═══ Data extract ═══

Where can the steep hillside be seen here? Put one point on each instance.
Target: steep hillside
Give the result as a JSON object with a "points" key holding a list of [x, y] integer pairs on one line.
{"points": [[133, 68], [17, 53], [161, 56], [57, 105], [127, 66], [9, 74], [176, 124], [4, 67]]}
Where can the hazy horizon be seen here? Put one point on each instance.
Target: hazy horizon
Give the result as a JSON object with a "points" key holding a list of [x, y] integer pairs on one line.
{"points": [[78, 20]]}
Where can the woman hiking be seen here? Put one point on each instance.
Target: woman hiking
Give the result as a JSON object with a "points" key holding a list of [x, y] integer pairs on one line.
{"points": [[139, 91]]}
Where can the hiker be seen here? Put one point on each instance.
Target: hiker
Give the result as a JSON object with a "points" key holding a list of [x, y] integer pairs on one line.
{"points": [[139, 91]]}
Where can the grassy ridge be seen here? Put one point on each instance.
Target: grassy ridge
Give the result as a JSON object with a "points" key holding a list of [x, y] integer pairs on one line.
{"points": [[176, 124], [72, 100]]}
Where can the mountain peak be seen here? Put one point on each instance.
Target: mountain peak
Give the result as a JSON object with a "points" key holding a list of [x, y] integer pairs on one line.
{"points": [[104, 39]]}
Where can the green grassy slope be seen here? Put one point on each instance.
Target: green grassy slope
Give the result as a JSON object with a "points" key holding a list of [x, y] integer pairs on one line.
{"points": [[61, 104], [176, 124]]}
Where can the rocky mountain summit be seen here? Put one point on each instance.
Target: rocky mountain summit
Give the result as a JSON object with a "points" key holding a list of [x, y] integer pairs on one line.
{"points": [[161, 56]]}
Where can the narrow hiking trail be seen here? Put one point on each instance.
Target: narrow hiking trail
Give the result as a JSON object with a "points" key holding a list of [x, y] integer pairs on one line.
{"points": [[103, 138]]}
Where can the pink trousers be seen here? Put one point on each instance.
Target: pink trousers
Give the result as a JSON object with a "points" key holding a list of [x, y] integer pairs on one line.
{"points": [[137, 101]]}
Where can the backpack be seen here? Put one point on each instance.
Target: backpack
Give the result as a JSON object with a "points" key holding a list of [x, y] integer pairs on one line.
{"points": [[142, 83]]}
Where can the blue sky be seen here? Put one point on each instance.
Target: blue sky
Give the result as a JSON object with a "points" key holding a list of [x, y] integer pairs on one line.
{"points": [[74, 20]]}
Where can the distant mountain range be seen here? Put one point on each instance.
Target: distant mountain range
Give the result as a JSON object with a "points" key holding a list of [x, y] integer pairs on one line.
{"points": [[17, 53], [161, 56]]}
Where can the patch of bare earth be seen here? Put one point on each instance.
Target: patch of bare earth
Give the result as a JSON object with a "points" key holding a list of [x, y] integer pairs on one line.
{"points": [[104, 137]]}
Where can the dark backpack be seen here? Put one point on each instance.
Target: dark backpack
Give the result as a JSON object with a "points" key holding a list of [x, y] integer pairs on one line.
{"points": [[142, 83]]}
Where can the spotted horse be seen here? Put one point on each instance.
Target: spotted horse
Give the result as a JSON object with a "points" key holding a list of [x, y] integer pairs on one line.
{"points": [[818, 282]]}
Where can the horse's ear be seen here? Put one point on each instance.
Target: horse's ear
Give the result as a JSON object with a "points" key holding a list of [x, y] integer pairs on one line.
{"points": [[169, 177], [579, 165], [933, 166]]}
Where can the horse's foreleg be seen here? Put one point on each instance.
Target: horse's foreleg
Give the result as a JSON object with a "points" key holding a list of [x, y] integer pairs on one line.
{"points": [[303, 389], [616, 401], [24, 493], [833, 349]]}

═══

*Task description*:
Give the data again, exactly as written.

*Answer box*:
Where can the steep hillside be seen here? Put one point on each instance.
Target: steep hillside
Give the result as a JSON object with a "points" key holding a list of [x, y] integer pairs on one line.
{"points": [[133, 68], [17, 53], [161, 56], [57, 105], [127, 66], [9, 74], [176, 124], [4, 67]]}
Where can the hazy horizon be seen here? Put one point on each instance.
Target: hazy horizon
Give the result as a JSON object with a "points" key holding a list of [x, y] integer pairs on one line.
{"points": [[78, 20]]}
Where can the woman hiking be seen here? Put one point on each instance.
Target: woman hiking
Give the result as a JSON object with a "points" key holding a list of [x, y] integer pairs on one line.
{"points": [[139, 91]]}
Where can the hiker be seen here? Put one point on each instance.
Target: hiker
Give the result as a JSON object with a "points" key holding a list of [x, y] integer pairs on one line.
{"points": [[139, 91]]}
Where can the grassy ridge be seen here? Put one point on each instance.
Target: grassy ridge
Give the result as a JSON object with a "points" key holding a list of [x, y] integer pairs on one line.
{"points": [[176, 124], [72, 100]]}
Where can the mountain peak be seen here? Put one point on each instance.
Target: mountain peak
Give the result as a JSON object with a "points" key holding a list of [x, y] integer pairs on one line.
{"points": [[104, 39]]}
Where can the green grassy slope be seen here? Put one point on each instance.
Target: green grassy slope
Give the result as a JSON object with a "points" key holding a list of [x, y] integer pairs on one line.
{"points": [[61, 104], [176, 124]]}
Where can the rocky mountain summit be seen here? Put one point on each instance.
Target: rocky mountain summit
Give the result as a JSON object with a "points" key holding a list of [x, y] integer pairs on one line.
{"points": [[161, 56]]}
Where can the narrow hiking trail be seen here? Put one point on each instance.
Target: narrow hiking trail
Give the result as a JSON object with a "points" key holding a list of [x, y] integer pairs on one line.
{"points": [[103, 138]]}
Where can the pink trousers be seen here? Put one point on each instance.
Target: pink trousers
Give the result as a JSON object with a "points" key holding a list of [x, y] integer pairs on one line.
{"points": [[137, 101]]}
Where can the backpack be seen here? Put one point on each instance.
Target: backpack
Give the result as a JSON object with a "points" key holding a list of [x, y] integer pairs on one line.
{"points": [[142, 83]]}
Where can the blue sky be seen here? Put one point on each instance.
Target: blue sky
Give the result as a JSON object with a "points" key holding a list of [x, y] integer pairs on one line.
{"points": [[74, 20]]}
Where can the distant mountain range be seen here? Put one point on each instance.
Target: distant mountain range
Give the result as a JSON object with a "points" key holding a list of [x, y] integer pairs on one line.
{"points": [[17, 53], [161, 56]]}
Where can the patch of bare earth be seen here? Put one point on each instance.
Target: patch of bare earth
Give the result as a JSON object with a "points" key holding a list of [x, y] integer pairs on one line.
{"points": [[104, 137]]}
Where can the dark backpack be seen here? Put one point on each instance.
Target: dark backpack
Give the result as a JSON object with a "points" key holding a list of [x, y] integer pairs on one line.
{"points": [[142, 83]]}
Where can the spotted horse be seen here? Put one point on each instance.
Target: spotted horse
Give the result as a JSON object with a "points" key holding a list of [x, y] integer pairs on one line.
{"points": [[818, 282]]}
Where can the horse's ear be seen here? Put one point on each instance.
Target: horse's ear
Give the result as a JSON object with a "points" key holding a list of [x, y] integer pairs on one line.
{"points": [[169, 177], [579, 165], [933, 166]]}
Where can the horse's foreleg be seen here? Put one point on each instance.
Target: horse's foreleg
Give the result as a JSON object with a "points" key holding a list of [x, y] integer pairs on one line.
{"points": [[303, 389], [616, 401], [24, 493], [833, 349]]}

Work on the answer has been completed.